What you need to do: Transcribe the entries below exactly; leave every image out.

Stored rows:
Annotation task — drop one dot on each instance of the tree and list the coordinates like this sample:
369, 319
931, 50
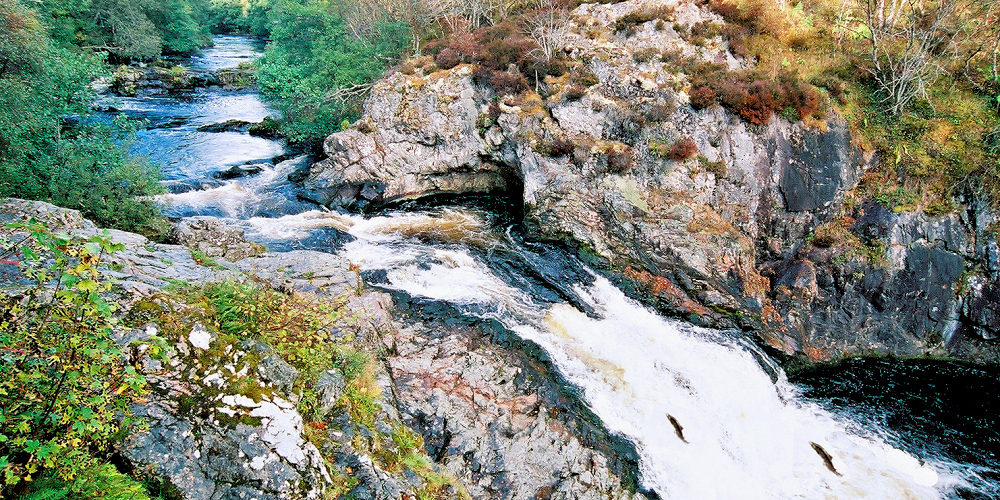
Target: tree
547, 27
912, 42
43, 156
317, 68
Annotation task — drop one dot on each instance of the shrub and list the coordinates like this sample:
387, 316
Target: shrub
683, 149
759, 105
574, 92
660, 111
561, 147
702, 97
580, 75
737, 36
448, 58
65, 392
502, 82
620, 158
646, 13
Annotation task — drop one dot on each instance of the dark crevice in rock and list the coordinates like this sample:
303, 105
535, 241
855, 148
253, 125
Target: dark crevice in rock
563, 401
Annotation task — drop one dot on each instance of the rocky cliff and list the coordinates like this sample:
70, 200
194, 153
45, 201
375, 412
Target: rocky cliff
708, 217
452, 410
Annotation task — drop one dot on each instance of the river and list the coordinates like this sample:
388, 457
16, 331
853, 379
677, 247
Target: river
711, 416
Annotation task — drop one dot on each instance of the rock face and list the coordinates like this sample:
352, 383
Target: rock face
223, 411
425, 143
723, 239
494, 416
210, 444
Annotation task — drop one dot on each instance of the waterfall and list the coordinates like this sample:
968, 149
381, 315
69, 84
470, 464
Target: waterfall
707, 419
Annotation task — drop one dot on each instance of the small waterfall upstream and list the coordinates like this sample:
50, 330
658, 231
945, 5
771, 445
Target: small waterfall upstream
711, 416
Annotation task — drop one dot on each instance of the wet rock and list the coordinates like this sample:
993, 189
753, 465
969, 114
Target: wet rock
426, 143
213, 237
227, 126
722, 240
497, 419
246, 170
225, 446
330, 387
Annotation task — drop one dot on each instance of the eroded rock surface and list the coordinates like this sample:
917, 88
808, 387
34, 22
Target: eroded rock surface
720, 239
494, 417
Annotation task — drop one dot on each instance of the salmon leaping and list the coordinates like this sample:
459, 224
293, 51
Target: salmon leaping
677, 427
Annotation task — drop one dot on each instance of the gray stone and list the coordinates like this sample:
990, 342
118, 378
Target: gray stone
330, 387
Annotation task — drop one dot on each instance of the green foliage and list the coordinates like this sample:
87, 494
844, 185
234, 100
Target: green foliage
84, 165
99, 481
65, 392
317, 70
239, 16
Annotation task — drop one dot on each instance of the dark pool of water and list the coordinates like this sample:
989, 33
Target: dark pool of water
939, 411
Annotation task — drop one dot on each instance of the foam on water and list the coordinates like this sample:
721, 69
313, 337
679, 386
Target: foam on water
240, 198
738, 434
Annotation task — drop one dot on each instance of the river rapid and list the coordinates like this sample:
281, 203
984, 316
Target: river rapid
710, 415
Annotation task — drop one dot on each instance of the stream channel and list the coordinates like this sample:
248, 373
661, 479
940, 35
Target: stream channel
889, 429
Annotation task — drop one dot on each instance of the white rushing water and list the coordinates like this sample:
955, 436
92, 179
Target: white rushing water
706, 419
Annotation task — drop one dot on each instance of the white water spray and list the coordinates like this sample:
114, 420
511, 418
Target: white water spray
707, 421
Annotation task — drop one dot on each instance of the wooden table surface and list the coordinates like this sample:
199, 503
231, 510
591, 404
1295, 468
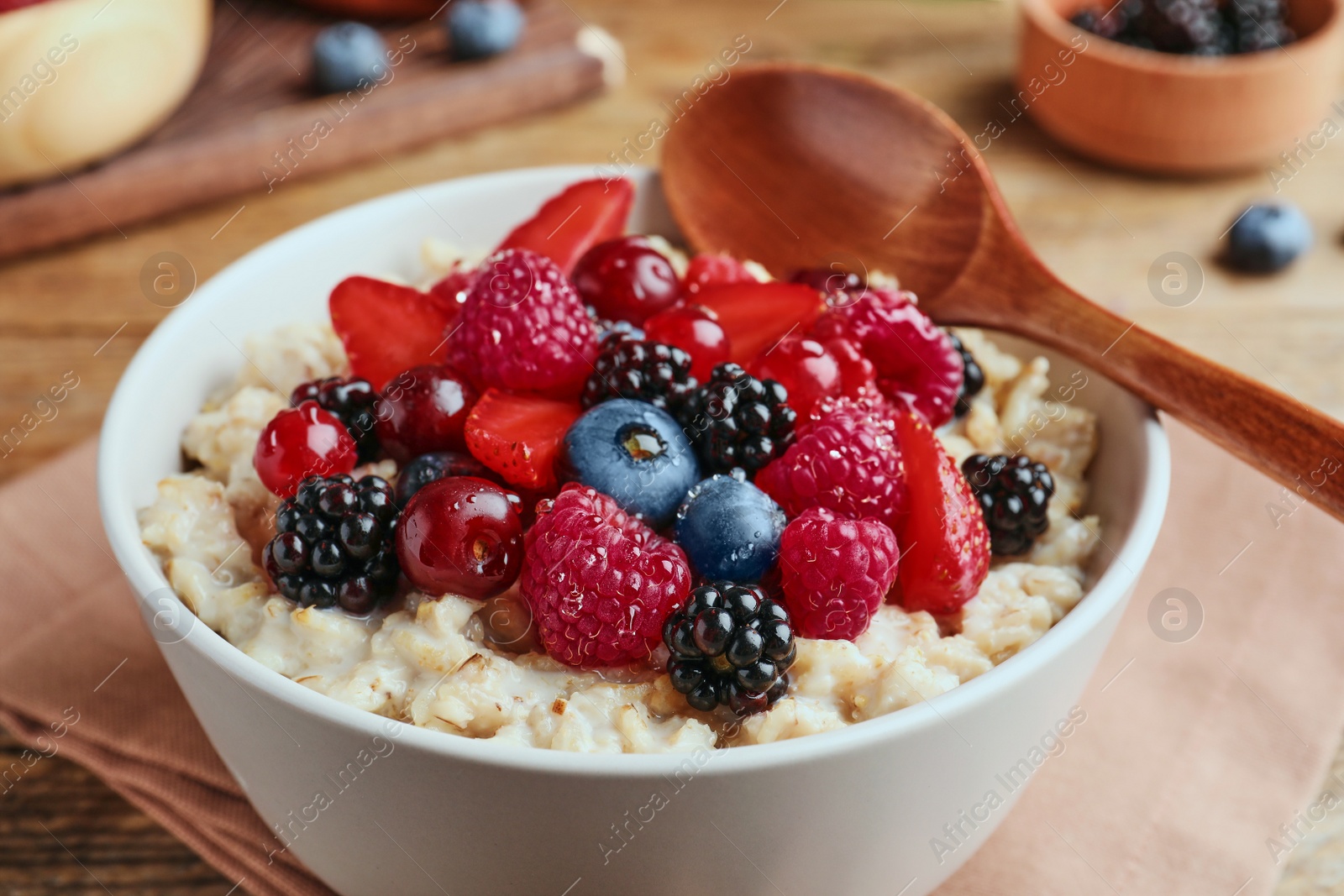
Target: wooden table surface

Reply:
Annotation task — drop one dot on each instance of the tree and list the coordinates like this sample:
369, 319
931, 50
Target: tree
547, 27
912, 42
43, 156
317, 68
Annotation task — drop one dot on each instance of the shrub and list the coordinates like this sample:
387, 316
Target: shrub
683, 149
759, 105
574, 92
660, 111
561, 147
702, 97
580, 75
737, 36
448, 58
65, 392
502, 82
620, 158
646, 13
Annotation task — drop one dot on each instance of the dark crevice in rock and list the coordinates like this sample:
303, 105
535, 241
855, 148
253, 125
Target: dark crevice in rock
563, 401
Annotation task — drop one dot on each instance of the rocky cliff and list the coordinates like this sample:
70, 200
194, 153
45, 201
375, 412
Target: rocky cliff
708, 217
452, 410
Annotation task — drop one dot on each instance of the river and list the coordinates like this sample:
388, 457
16, 331
853, 379
677, 247
Target: river
711, 416
Annotation task — drop one dot on each instance of the rock face and list the coordinates like this sample:
352, 383
Target: rock face
223, 411
425, 143
723, 239
494, 416
210, 444
Annotation task — drop one dot on each instance of the waterfall and list the coordinates like this sample:
968, 149
381, 315
69, 84
470, 464
Target: waterfall
707, 419
Annotation task — drop one dot on each instance of the small waterfall upstream and list the coordinates like this sample:
50, 330
658, 231
945, 5
771, 445
Target: small waterfall upstream
711, 416
Annotation task — drop one dot on each instance of the wet rock and list the coordinates like this sample:
993, 189
753, 465
969, 114
Target: wet rock
426, 143
213, 237
227, 126
722, 240
497, 419
246, 170
225, 446
330, 387
Annotation task — drop one dot on each instance of the eroded rock surface and list the coordinates like this sample:
917, 88
808, 387
34, 22
Target: eroded rock surface
720, 239
494, 417
Annotation task — drop one dot on each instance of the salmon leaping and list the coordinates like this sample:
459, 224
293, 51
Target: salmon leaping
677, 427
Annotation task — drop one dot on each instance of the gray stone and list the coordinates like this sample:
990, 342
118, 378
Target: gray stone
330, 387
Annotation task — drop one dot on each instance of the green foliage and list the coordinates like this sample:
87, 494
844, 185
234, 100
Target: green foliage
84, 165
99, 481
65, 392
317, 70
239, 16
Annotation task — drop one dot on each instance of the dark pool of water and list the coordinates like this sample:
989, 33
Target: dark pool of water
939, 411
Annotation task — drop one dot on each instance of the foam on water and list the coordinates like this sample:
721, 69
313, 337
679, 386
Target: foam on water
240, 198
738, 434
Annotation task — drop one dot on each instance of the river rapid and list the coordinates like this sample:
281, 203
984, 316
Target: river rapid
710, 415
Annotation task — drop one dot on each instance of the stream channel and list the coordinates like this sample:
248, 373
661, 479
940, 35
Target: stream channel
889, 429
Annotation task — drop one dot on each instance of the white rushing water and list the coordinates like this sample:
955, 436
92, 179
Target: white rushing water
706, 419
Annotation task — drop one dot on each instance of the white water spray and list the coordinates like this sample:
114, 420
511, 418
Target: white water spray
707, 421
Annotation task — drop one dot on each instance of the wooden table surface and list the coordinates like this sample:
199, 503
231, 510
591, 404
1295, 468
Target: wooden table surface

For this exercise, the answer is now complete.